Nas profundezas marítimas também há outros minerais, como ferro, zinco e outros de uso industrial estratégico, como nódulos polimetálicos de manganês, crosta de cobalto ou sulfuretos, cuja exploração se torna cada vez mais possível na medida em que a tecnologia se desenvolve, disse Aliotta. A nova jurisdição não incorporará a coluna de água e, portanto, tampouco os recursos pesqueiros da região. Porém, há recursos vivos que fazem parte do leito marinho.
Em algumas zonas não muito profundas existem espécies que vivem em contato com o leito, como os mexilhões (Mytilidae) ou as vieiras (Pectinidae). Porém, também há áreas de recursos genéticos com um grande potencial de aproveitamento na indústria farmacêutica, explicou a fonte próxima ao informe. É necessário ser muito cauteloso com estas espécies “extremamente pouco conhecidas”, disse ao Terramérica o médico Cláudio Campagna, do Centro Nacional da Patagônia e diretor-executivo do projeto Modelo do Mar, de conservação sustentável do Mar da Patagônia.
“Os ambientes bentônicos – sobre o leito – para além das 200 milhas são desconhecidos do ponto de vista da biodiversidade, mas se espera que justamente por isso tenham um profundo valor para a biologia”, alertou Campagna, biólogo doutorado na Universidade da Califórnia. “No talude existem cânones transversais que unem a plataforma com a bacia oceânica, que requerem ser avaliados do ponto de vista da diversidade e da conservação”, disse a título de exemplo. Para o especialista, colocar estes recursos sob jurisdição argentina pode inseri-los em um contexto administrativo mais rígido em relação ao que têm hoje como parte das águas internacionais. “O estado atual das coisas não facilita o controle. Por outro lado, quanto aos interesses soberanos se consegue avanços que são mais difíceis no difuso cenário das águas internacionais”, explicou.

• **INSTRUÇÕES DA TAREFA**
Você pode retomar o texto acima sobre os recursos do leito marinho sob a nova jurisdição argentina, dando continuidade a partir da última frase apresentada?

• **DADOS FORNECIDOS**

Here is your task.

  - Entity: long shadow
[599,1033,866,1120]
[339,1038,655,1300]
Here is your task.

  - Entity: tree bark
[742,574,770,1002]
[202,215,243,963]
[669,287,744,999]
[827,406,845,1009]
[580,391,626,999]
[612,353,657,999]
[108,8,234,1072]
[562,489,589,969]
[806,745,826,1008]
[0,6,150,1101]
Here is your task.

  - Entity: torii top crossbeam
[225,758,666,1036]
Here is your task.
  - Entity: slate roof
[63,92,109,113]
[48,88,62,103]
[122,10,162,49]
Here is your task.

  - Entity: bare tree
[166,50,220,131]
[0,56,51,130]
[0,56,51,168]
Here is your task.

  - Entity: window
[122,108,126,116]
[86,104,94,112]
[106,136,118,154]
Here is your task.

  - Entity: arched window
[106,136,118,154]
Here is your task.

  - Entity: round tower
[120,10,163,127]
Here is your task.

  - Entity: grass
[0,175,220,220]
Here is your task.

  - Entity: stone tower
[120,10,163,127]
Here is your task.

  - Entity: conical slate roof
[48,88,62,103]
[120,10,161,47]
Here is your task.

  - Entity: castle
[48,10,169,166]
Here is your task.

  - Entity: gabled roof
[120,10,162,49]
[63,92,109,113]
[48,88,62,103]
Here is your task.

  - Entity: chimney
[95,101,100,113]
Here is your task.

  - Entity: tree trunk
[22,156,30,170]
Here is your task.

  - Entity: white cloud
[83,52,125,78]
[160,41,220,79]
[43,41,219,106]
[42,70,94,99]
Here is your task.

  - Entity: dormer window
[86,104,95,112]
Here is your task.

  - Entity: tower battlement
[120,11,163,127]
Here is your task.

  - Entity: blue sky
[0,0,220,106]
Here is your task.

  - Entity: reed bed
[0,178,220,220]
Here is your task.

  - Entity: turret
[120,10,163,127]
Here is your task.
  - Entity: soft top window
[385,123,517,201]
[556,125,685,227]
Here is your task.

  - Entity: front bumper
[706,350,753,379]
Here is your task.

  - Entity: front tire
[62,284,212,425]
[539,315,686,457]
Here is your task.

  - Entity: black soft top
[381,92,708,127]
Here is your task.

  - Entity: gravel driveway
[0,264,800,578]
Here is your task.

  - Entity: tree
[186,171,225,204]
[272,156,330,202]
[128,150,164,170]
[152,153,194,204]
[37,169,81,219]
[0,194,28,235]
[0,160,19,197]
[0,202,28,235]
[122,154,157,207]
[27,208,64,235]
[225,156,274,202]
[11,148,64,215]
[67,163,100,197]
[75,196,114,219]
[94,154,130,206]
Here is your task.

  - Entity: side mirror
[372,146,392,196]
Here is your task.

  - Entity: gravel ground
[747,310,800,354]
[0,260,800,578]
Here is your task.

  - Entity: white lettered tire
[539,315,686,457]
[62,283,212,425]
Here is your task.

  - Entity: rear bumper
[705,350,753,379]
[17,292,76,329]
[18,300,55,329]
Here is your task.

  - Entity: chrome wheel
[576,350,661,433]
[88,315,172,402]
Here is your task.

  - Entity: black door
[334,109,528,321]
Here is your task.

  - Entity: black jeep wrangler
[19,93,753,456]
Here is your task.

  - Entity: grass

• **RESPOSTA**
“Isto só pode ser benéfico apenas se for privilegiada a relevância biológica”, mas “como este não tem sido o caso até agora no mundo, o resultado continua sendo incerto”, afirmou. Como a Argentina, outros países litorâneos preparam suas apresentações ao Convemar. Um deles é a Grã-Bretanha, que não só apresentará sua pretensão de extensão de limites sobre a plataforma que rodeia suas ilhas, como também em torno do arquipélago das Malvinas, em disputa de soberania com a Argentina.
As ilhas que a Argentina reivindica como suas estão ocupadas pela Grã-Bretanha desde o século XIX. Segundo estudos técnicos, as Malvinas ficam dentro de uma plataforma continental Argentina. O informe da Copla não se pronunciará sobre este assunto. A Comissão, integrada por funcionários da chancelaria, do Ministério da Economia e do Serviço de Hidrografia Naval, limita-se a um trabalho técnico, mas seus informes e a resposta internacional não poderão esquecer o conflito de soberania.